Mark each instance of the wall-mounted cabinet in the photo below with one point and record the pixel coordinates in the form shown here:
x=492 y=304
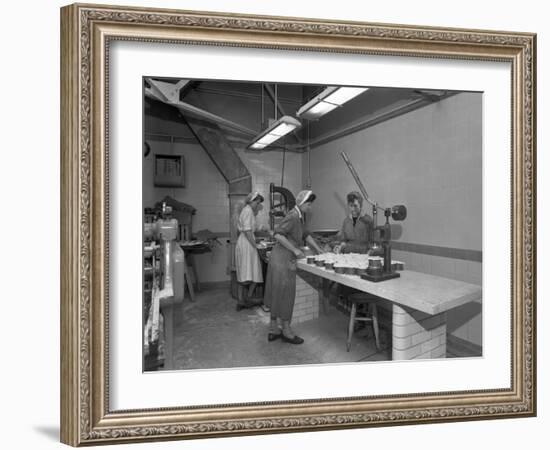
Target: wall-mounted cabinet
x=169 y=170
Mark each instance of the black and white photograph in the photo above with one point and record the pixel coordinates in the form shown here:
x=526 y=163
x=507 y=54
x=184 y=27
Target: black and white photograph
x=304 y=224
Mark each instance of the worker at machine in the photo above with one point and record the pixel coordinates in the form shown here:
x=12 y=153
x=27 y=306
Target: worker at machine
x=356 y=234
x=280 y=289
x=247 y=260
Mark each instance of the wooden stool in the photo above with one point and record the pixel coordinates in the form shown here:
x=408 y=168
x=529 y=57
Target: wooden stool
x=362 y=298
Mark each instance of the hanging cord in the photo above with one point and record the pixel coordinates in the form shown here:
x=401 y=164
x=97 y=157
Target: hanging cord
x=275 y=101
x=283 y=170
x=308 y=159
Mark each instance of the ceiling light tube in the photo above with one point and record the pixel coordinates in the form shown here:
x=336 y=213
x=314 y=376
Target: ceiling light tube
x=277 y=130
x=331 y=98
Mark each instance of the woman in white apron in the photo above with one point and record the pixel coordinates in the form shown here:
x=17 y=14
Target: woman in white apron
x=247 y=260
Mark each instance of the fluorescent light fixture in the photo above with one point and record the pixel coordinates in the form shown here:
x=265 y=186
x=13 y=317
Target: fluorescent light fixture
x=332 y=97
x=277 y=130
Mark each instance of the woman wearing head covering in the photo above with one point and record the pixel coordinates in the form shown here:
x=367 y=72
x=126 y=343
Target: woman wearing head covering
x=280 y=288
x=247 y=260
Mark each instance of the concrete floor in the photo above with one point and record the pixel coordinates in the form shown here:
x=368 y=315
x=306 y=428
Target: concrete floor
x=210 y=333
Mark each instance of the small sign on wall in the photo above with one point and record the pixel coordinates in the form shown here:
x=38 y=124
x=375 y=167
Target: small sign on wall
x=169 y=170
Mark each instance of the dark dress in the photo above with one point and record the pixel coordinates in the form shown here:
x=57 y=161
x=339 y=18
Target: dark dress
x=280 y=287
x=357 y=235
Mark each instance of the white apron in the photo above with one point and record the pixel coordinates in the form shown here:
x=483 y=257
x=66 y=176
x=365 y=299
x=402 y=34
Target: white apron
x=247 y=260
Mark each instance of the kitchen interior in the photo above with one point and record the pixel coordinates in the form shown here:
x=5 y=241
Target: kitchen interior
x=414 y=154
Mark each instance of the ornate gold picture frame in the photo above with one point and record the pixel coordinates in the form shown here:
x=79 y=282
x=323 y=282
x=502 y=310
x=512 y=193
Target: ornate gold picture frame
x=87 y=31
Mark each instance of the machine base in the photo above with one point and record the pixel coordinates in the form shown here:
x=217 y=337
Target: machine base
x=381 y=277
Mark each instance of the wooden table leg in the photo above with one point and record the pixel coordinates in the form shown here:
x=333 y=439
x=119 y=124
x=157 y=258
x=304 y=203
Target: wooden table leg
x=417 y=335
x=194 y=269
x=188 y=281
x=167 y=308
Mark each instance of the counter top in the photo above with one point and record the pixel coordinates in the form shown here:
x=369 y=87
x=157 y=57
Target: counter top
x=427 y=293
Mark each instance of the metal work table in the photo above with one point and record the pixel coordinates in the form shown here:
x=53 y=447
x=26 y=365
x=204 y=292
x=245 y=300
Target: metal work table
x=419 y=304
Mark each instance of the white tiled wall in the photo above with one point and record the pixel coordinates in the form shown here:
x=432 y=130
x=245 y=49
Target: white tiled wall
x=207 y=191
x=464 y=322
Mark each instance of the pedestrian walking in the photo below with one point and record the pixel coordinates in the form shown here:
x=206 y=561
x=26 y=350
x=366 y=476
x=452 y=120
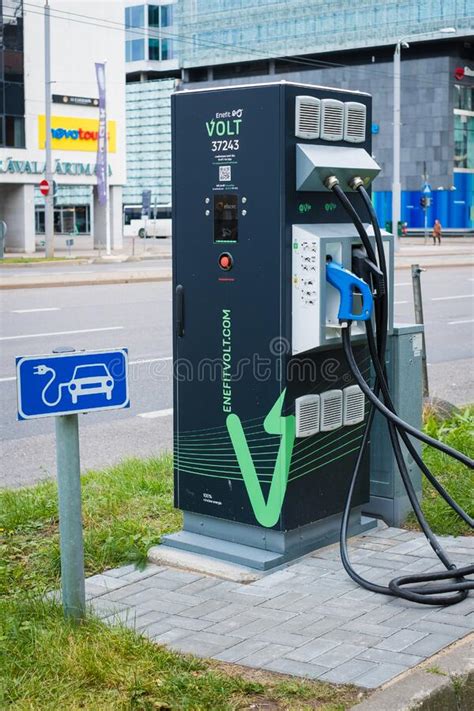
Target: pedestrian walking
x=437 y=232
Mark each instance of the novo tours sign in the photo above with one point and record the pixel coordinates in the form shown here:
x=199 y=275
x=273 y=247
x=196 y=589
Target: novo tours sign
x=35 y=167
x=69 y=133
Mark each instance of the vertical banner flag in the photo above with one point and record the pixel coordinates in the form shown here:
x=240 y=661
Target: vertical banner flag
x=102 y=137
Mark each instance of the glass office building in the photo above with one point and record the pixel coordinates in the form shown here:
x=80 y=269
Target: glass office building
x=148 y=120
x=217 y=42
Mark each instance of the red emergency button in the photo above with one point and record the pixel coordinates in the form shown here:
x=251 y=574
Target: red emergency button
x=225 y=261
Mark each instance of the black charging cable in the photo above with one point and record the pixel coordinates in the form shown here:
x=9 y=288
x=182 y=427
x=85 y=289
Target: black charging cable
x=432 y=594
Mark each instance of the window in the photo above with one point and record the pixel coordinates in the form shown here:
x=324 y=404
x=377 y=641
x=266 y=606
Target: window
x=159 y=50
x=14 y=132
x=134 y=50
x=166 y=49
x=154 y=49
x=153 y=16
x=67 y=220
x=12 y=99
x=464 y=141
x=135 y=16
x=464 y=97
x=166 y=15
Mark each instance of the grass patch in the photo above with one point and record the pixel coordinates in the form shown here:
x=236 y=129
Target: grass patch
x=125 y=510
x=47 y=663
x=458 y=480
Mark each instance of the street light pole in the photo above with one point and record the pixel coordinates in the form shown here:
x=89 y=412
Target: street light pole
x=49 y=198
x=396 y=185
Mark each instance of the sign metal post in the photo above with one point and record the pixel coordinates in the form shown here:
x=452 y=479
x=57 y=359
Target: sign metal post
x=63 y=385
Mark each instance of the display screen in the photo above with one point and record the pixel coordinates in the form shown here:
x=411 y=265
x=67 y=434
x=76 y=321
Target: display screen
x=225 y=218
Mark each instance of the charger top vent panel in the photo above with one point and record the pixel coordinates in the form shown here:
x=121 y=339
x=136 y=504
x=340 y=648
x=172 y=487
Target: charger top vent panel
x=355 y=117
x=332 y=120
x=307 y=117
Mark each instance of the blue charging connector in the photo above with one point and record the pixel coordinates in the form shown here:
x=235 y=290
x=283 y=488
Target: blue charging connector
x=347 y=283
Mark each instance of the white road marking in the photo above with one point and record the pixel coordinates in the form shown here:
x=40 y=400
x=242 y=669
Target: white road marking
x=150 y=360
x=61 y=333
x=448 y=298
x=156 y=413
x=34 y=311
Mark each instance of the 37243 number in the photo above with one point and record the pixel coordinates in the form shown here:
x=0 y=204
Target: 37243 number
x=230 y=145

== == ==

- [WHAT IS REQUIRED]: Rewrite all the entries above, changing "pixel coordinates" to "image coordinates" wherever it appears and keeping every other word unchanged. Leave the pictures out of your version.

- [RESULT OF THE TASK]:
Mark each instance of the wall-mounted cabinet in the photo below with one point and record the image coordinates in the form shown here:
x=492 y=304
Target: wall-mounted cabinet
x=169 y=170
Mark each instance of the black and white photograph in the photo above with one point and record the image coordinates in the form shown here:
x=526 y=163
x=507 y=54
x=184 y=27
Target: black and white photograph
x=304 y=224
Mark each instance of the worker at machine in the photo above with one point and record the image coordinates in the form shown here:
x=12 y=153
x=27 y=306
Target: worker at machine
x=356 y=234
x=280 y=289
x=247 y=260
Mark each instance of the wooden stool in the photo above with one point and record the image coordinates in the form shown here:
x=408 y=168
x=529 y=57
Target: wooden stool
x=362 y=298
Mark each instance of the hanging cord in the photo above with one point and record the image coordinates in the form shown here:
x=401 y=164
x=97 y=157
Target: hanging cord
x=275 y=101
x=283 y=170
x=308 y=159
Mark each instance of the ceiling light tube in the photo above with one point and record the image coordinates in the form shown here:
x=336 y=213
x=314 y=376
Target: ceiling light tube
x=277 y=130
x=331 y=98
Mark each instance of the woman in white apron in the photo above with one point and record the image coordinates in the form shown here:
x=17 y=14
Target: woman in white apron
x=247 y=260
Mark each instance of the fluorescent light fixture in the photo above with one point and record the image coordinates in the form shown here:
x=265 y=186
x=13 y=317
Target: fluorescent light fixture
x=332 y=97
x=277 y=130
Mark each instance of the woman wearing head covering in the photo above with one point and record the image coordinates in the form shown here:
x=367 y=72
x=126 y=343
Target: woman wearing head covering
x=280 y=288
x=247 y=260
Mark each instance of the concrete floor in the photo above with one point and record the image coordinates in the form shown here:
x=368 y=315
x=306 y=428
Target: concrete floor
x=210 y=333
Mark each instance of the small sign on wall in the photo above with one point and record the image coordinates in the form shown here:
x=38 y=124
x=375 y=167
Target: small sign on wall
x=169 y=170
Mark each instance of the dark dress in the photo above with one point and record the image coordinates in the form shown here:
x=57 y=161
x=339 y=18
Target: dark dress
x=280 y=287
x=357 y=235
Mark each instance of the white apron in the photo above with one point and record the image coordinates in the form shown here:
x=483 y=257
x=66 y=176
x=365 y=299
x=402 y=34
Target: white apron
x=247 y=260
Mark each instance of the kitchen interior in the photo above with one point and record the image coordinates in the form shown here:
x=5 y=241
Target: kitchen interior
x=414 y=154
Mark each instance of the ornate gold picture frame in the photo above with one point and record the image coordinates in the form shown here:
x=79 y=282
x=323 y=282
x=502 y=310
x=512 y=193
Target: ornate gold picture frame
x=87 y=31
Mark each instance of the machine base in the photo above with one point and record the image coordinates in the form shown here:
x=217 y=337
Target: machine base
x=381 y=277
Mark each instance of the wooden table leg in the photo above with one point and record the image coordinates in the form shown here:
x=333 y=439
x=119 y=124
x=157 y=258
x=304 y=203
Target: wooden table leg
x=417 y=335
x=194 y=269
x=188 y=281
x=167 y=308
Mark each instance of the counter top in the photo above with one point and record the image coordinates in the form shown here:
x=369 y=87
x=157 y=57
Target: counter top
x=427 y=293
Mark each instance of the metal work table in the photo above with one point and record the image coordinates in the form shown here:
x=53 y=447
x=26 y=365
x=204 y=292
x=245 y=300
Target: metal work table
x=419 y=304
Mark each instance of the white tiled wall in the photo above with one point and record the image coordinates in the form shown here:
x=432 y=130
x=245 y=49
Target: white tiled wall
x=207 y=191
x=464 y=322
Mark each instance of the pedestrian walking in the photo below with one point and record the image coordinates in the form shown here:
x=206 y=561
x=26 y=350
x=366 y=476
x=452 y=120
Target: pedestrian walking
x=437 y=232
Mark each instance of the novo tours sign in the photo above with one point and record the image coordinates in the form shown here:
x=199 y=275
x=273 y=247
x=196 y=589
Target: novo tours sign
x=35 y=167
x=69 y=133
Mark each instance of the vertical banner flag in the photo above with one point and record the image coordinates in the form shown here:
x=240 y=661
Target: vertical banner flag
x=102 y=137
Mark each instance of the glass office building in the photo above with one point and record the image coordinates in the form shown here:
x=80 y=269
Target: glass office building
x=148 y=120
x=217 y=42
Mark each instance of the red emergency button in the photo above with one point and record the image coordinates in the form shown here:
x=251 y=574
Target: red emergency button
x=225 y=261
Mark each instance of the black charging cable in the photo above with one point and record the image coordinates in the form shown here:
x=9 y=288
x=182 y=427
x=85 y=289
Target: black charging cable
x=432 y=594
Mark each instance of the window in the photo above with one point and record the image coordinates in the form shown here:
x=324 y=404
x=377 y=641
x=266 y=606
Target: window
x=159 y=50
x=14 y=132
x=134 y=50
x=166 y=49
x=154 y=49
x=153 y=16
x=67 y=220
x=12 y=99
x=464 y=141
x=135 y=16
x=464 y=97
x=166 y=15
Mark each instance of the grass patch in the photo above with one point and record the image coordinates in the form shown here:
x=236 y=129
Target: grass patch
x=125 y=510
x=47 y=663
x=458 y=480
Mark each instance of the street light pole in the photo above with one point and record the image coordinates in the form shown here:
x=89 y=412
Target: street light pole
x=49 y=198
x=396 y=185
Mark each instance of the sign metal post in the photo above with one point and record the image coordinates in the form shown here:
x=452 y=479
x=57 y=359
Target: sign metal post
x=63 y=385
Mark each instance of the display screen in the photo above with one point and record the image coordinates in the form shown here:
x=411 y=265
x=67 y=434
x=76 y=321
Target: display screen
x=225 y=218
Mark each instance of the charger top vent panel in the photo above with one point and record the image coordinates in the form shown here:
x=121 y=339
x=136 y=504
x=340 y=648
x=172 y=487
Target: charger top vent panel
x=355 y=117
x=332 y=120
x=307 y=117
Mark each instance of the blue charging connector in the photo above with one point and record the image coordinates in the form shown here:
x=235 y=290
x=283 y=488
Target: blue charging connector
x=347 y=283
Mark each instance of the white road marking in the photo above with one point and record the image coordinates in the form shown here:
x=40 y=400
x=242 y=669
Target: white road marking
x=150 y=360
x=61 y=333
x=448 y=298
x=156 y=413
x=34 y=311
Mark each instance of the 37243 number in the photo above with one point and record the image coordinates in the form shown here:
x=0 y=204
Target: 37243 number
x=230 y=145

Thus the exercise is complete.